• Dados de trabalho:
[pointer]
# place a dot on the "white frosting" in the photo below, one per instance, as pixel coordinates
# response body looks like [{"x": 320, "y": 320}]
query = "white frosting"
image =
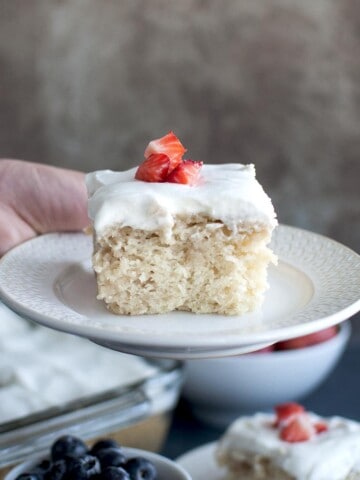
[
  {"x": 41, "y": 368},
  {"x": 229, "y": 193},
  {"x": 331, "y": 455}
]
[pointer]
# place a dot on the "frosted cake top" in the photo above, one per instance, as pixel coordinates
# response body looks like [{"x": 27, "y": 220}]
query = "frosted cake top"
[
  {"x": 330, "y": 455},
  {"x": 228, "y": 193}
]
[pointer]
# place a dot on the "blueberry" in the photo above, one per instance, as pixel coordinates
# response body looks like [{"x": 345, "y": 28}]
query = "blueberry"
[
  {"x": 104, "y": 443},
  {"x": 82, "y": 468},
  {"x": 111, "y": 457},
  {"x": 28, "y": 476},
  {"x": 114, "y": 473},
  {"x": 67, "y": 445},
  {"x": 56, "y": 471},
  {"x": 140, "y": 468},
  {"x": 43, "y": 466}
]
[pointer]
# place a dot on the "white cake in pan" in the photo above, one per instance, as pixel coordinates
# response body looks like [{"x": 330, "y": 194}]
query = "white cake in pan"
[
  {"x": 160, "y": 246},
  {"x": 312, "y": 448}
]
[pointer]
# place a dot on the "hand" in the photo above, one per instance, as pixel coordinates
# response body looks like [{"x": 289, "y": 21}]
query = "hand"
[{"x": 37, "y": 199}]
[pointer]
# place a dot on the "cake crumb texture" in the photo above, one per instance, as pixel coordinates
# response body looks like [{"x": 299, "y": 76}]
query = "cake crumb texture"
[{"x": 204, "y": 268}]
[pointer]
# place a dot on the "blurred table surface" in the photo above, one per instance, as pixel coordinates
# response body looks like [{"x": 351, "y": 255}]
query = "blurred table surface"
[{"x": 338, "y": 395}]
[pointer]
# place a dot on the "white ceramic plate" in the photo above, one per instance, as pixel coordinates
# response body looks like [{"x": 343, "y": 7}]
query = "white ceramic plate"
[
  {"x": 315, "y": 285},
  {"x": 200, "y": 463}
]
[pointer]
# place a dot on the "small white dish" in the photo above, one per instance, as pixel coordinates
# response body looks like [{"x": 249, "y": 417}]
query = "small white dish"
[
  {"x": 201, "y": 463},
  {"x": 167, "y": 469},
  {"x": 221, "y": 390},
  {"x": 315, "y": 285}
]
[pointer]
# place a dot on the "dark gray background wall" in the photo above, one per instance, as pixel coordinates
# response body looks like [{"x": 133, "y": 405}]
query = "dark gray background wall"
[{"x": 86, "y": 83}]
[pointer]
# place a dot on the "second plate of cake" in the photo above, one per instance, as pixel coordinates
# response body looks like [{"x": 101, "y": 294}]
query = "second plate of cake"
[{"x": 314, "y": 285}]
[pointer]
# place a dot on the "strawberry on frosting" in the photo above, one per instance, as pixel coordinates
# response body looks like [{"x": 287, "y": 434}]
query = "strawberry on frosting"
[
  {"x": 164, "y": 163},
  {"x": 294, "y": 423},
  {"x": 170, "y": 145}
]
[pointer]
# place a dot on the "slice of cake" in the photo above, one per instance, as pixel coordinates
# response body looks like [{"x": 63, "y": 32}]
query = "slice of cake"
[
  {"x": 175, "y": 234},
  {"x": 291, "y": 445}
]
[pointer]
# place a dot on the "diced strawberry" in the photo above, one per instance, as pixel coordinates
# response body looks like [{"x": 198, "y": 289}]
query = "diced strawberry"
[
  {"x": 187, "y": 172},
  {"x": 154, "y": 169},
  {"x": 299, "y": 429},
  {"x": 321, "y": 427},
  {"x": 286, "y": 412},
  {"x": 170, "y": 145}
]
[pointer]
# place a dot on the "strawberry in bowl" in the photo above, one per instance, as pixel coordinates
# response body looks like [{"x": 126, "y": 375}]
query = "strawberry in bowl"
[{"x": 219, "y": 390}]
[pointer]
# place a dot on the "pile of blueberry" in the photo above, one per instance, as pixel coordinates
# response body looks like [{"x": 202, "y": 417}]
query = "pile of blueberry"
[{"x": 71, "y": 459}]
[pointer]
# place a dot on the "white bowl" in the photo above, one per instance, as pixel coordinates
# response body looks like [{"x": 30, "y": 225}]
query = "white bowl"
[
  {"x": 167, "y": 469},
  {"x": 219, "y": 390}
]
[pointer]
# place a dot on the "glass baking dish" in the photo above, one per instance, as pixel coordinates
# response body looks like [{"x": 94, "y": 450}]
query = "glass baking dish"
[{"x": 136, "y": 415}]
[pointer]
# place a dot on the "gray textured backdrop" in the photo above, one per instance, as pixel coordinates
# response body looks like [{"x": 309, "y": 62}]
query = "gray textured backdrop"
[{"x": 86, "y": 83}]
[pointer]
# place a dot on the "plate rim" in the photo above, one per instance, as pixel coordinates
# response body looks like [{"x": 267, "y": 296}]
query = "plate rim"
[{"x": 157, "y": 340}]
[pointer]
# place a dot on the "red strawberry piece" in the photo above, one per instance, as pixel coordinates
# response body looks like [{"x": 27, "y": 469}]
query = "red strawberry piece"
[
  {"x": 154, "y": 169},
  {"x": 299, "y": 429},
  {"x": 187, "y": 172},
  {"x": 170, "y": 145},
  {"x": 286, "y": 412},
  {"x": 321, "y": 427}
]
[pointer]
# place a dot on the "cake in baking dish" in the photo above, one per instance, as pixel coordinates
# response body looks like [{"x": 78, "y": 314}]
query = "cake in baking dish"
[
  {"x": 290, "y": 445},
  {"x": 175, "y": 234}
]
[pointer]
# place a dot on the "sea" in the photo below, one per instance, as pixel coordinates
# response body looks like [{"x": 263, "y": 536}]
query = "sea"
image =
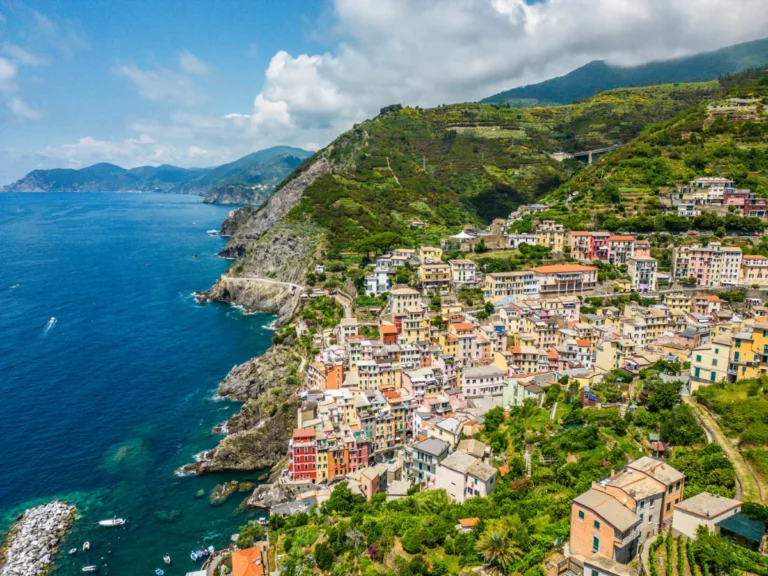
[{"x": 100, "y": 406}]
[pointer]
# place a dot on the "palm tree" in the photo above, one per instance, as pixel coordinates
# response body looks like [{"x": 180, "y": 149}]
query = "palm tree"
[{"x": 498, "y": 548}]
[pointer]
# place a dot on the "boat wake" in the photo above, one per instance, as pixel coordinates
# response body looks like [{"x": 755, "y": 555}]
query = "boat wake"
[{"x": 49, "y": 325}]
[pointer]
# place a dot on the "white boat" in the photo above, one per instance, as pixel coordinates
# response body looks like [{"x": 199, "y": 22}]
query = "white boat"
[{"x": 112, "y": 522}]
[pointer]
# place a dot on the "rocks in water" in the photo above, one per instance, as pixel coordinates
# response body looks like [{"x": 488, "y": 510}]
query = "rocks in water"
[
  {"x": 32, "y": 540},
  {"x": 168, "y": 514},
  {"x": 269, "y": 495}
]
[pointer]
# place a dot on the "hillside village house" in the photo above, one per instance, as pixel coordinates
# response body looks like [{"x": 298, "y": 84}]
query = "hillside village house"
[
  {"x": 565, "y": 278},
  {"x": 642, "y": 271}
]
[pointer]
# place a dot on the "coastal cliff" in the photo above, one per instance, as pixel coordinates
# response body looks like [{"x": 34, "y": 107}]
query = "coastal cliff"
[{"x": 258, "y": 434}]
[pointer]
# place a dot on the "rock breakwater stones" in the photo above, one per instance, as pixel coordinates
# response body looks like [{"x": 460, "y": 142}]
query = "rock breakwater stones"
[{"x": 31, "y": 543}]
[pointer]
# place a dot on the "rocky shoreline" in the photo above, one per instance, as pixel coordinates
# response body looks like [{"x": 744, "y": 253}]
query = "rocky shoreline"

• Exercício: Indique todas as linhas acima que contêm a palavra "wall" e copie cada uma delas na íntegra, levando em conta a diferença entre maiúsculas e minúsculas.

• Resposta completa:
# place a dot on the "dark gray background wall" in the photo above, one per instance, as pixel coordinates
query = "dark gray background wall"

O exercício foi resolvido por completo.